**THE TASK:** Please give the lines of the listing below as a JSON list of strings, one string per line with blank lines left out, starting at the line that contains "Pest-scouting request: tag the metal" and ending at the last line of the listing.
^^^^
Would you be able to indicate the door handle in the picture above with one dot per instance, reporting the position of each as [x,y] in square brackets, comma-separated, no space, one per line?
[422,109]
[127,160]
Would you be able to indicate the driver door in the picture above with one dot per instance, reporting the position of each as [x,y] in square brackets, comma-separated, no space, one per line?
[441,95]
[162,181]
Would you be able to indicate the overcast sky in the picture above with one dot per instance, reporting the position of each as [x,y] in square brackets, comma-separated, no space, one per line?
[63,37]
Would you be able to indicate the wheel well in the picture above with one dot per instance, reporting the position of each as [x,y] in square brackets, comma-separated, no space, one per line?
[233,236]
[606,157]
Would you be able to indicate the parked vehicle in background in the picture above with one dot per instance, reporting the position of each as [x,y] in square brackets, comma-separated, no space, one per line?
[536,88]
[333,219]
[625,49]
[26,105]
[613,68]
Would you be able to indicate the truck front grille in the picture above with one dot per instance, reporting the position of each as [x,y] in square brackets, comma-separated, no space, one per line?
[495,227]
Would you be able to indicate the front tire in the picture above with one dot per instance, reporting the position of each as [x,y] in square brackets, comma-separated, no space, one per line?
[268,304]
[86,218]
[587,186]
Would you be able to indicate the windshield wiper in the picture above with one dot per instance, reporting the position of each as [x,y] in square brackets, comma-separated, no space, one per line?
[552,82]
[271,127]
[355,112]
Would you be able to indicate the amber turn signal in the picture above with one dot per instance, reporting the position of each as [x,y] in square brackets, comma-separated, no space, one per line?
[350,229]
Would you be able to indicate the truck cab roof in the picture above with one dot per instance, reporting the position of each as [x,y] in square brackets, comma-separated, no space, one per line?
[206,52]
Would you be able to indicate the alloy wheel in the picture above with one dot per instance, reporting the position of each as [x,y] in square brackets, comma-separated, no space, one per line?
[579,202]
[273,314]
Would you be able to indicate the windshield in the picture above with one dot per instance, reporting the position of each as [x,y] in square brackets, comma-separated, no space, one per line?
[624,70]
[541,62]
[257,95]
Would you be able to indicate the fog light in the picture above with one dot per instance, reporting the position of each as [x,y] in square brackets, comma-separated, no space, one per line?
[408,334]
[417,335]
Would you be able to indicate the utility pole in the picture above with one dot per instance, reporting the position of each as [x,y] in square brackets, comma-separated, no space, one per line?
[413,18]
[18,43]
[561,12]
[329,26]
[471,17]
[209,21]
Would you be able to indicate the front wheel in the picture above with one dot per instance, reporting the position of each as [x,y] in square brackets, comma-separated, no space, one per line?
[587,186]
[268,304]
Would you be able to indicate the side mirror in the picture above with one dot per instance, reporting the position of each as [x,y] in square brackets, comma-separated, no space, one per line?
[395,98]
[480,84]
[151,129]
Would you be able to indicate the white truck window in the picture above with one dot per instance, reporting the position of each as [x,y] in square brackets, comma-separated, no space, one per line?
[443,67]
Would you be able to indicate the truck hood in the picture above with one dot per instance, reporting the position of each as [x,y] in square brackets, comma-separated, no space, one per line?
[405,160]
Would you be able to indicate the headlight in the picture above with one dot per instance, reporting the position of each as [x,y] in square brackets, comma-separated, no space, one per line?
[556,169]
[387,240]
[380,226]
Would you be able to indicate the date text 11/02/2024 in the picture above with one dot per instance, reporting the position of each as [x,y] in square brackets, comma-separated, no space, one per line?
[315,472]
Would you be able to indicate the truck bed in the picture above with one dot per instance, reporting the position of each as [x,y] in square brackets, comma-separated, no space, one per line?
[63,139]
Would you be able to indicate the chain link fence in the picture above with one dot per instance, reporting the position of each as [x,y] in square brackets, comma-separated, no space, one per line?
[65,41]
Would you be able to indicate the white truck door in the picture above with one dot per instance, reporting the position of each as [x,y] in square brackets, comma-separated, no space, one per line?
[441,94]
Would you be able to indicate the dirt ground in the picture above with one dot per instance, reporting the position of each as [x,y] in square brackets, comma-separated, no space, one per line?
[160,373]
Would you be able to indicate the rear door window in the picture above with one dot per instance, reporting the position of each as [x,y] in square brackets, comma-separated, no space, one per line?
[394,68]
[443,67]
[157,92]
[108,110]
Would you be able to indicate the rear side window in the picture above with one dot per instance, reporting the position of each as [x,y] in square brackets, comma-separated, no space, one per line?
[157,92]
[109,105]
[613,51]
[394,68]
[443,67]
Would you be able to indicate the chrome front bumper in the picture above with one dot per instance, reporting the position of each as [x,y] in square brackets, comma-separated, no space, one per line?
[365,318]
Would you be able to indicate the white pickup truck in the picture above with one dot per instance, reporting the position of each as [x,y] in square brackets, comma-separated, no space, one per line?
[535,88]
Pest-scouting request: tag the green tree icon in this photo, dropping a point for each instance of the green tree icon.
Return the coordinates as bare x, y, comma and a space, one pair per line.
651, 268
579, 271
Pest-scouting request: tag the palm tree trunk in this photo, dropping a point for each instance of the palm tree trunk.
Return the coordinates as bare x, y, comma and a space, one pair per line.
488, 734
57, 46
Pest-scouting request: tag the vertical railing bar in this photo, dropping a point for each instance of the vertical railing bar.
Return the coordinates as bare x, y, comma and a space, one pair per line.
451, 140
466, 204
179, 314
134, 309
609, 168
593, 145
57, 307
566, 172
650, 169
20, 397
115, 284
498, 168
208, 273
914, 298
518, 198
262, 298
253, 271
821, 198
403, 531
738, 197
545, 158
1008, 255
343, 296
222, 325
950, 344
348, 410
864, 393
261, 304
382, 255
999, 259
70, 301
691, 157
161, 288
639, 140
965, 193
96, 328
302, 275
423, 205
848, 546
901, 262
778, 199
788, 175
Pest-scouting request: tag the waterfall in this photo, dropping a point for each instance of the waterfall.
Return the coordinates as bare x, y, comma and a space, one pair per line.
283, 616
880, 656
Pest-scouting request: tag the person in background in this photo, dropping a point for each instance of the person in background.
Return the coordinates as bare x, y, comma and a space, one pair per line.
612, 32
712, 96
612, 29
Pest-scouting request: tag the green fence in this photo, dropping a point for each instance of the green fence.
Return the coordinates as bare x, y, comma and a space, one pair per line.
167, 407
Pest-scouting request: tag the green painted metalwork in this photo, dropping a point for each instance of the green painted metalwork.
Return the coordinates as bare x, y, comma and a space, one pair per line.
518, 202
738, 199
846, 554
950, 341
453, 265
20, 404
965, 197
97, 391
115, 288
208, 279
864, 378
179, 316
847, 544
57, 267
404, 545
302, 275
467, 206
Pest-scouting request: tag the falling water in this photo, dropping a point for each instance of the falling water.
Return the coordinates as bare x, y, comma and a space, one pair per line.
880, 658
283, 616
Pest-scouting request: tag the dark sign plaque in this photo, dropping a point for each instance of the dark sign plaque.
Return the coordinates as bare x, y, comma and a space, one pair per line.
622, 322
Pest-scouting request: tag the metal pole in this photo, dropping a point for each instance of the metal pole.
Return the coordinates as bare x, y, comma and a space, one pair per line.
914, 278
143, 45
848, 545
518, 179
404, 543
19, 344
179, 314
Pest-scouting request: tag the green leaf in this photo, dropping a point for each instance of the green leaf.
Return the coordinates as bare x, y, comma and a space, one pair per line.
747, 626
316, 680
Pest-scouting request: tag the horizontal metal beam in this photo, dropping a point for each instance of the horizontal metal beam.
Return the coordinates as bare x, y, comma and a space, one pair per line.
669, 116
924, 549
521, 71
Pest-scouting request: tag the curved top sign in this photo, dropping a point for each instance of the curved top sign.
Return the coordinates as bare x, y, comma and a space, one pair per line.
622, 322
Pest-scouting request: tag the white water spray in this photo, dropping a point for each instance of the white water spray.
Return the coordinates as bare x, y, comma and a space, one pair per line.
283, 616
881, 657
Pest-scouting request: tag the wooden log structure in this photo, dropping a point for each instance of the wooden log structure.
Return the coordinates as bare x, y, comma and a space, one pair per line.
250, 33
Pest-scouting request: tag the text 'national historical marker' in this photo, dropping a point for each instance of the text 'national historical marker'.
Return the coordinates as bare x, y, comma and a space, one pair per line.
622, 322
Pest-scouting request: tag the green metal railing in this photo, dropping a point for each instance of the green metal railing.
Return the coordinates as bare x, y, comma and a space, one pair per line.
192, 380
^^^^
**SOLUTION TO THE PROBLEM:**
[
  "Pest-scouting request: tag the metal pole in this photo, dropping a point for each instance of the metal pole.",
  "Return the coordinates as bare x, y, comma and a space, one pair per line.",
  "914, 278",
  "143, 45",
  "848, 545",
  "518, 179",
  "404, 543",
  "19, 344",
  "179, 314",
  "Pest-scouting request: tag the green leaf in this photo, dropping a point for each instance of the green leaf.",
  "Return the coordinates as bare x, y, comma and a space, one pair per line.",
  "747, 626",
  "316, 680",
  "Pest-scouting request: tag the horizontal metal beam in this photo, dropping a point for each instance of the horizontal metal beam.",
  "Return the coordinates as bare x, y, comma and a space, one pair per line.",
  "669, 116",
  "924, 549",
  "521, 71",
  "Pest-scouting request: tag the curved top sign in this photo, dropping a point for each instance of the curved top sign.",
  "Return the coordinates as bare x, y, comma and a space, one pair per line.",
  "622, 322",
  "Pest-scouting request: tag the white water spray in this photo, dropping a point for each instance of the white water spray.",
  "Return the coordinates as bare x, y, comma and a space, one pair per line.",
  "283, 616",
  "881, 657",
  "Pest-scouting request: tag the wooden log structure in this photo, dropping a point for each instance of the wooden log structure.",
  "Return the coordinates as bare x, y, comma and a space, one pair per line.",
  "250, 33",
  "Pest-scouting request: tag the text 'national historical marker' in this photo, dropping a point for each instance of the text 'national historical marker'.",
  "Return the coordinates as bare x, y, comma and a space, one pair per line.",
  "622, 322",
  "Pest-scouting request: tag the green metal railing in this photo, dropping a point for each instance of the green metal railing.",
  "Return the coordinates as bare x, y, comma and a space, one pair per line.",
  "192, 380"
]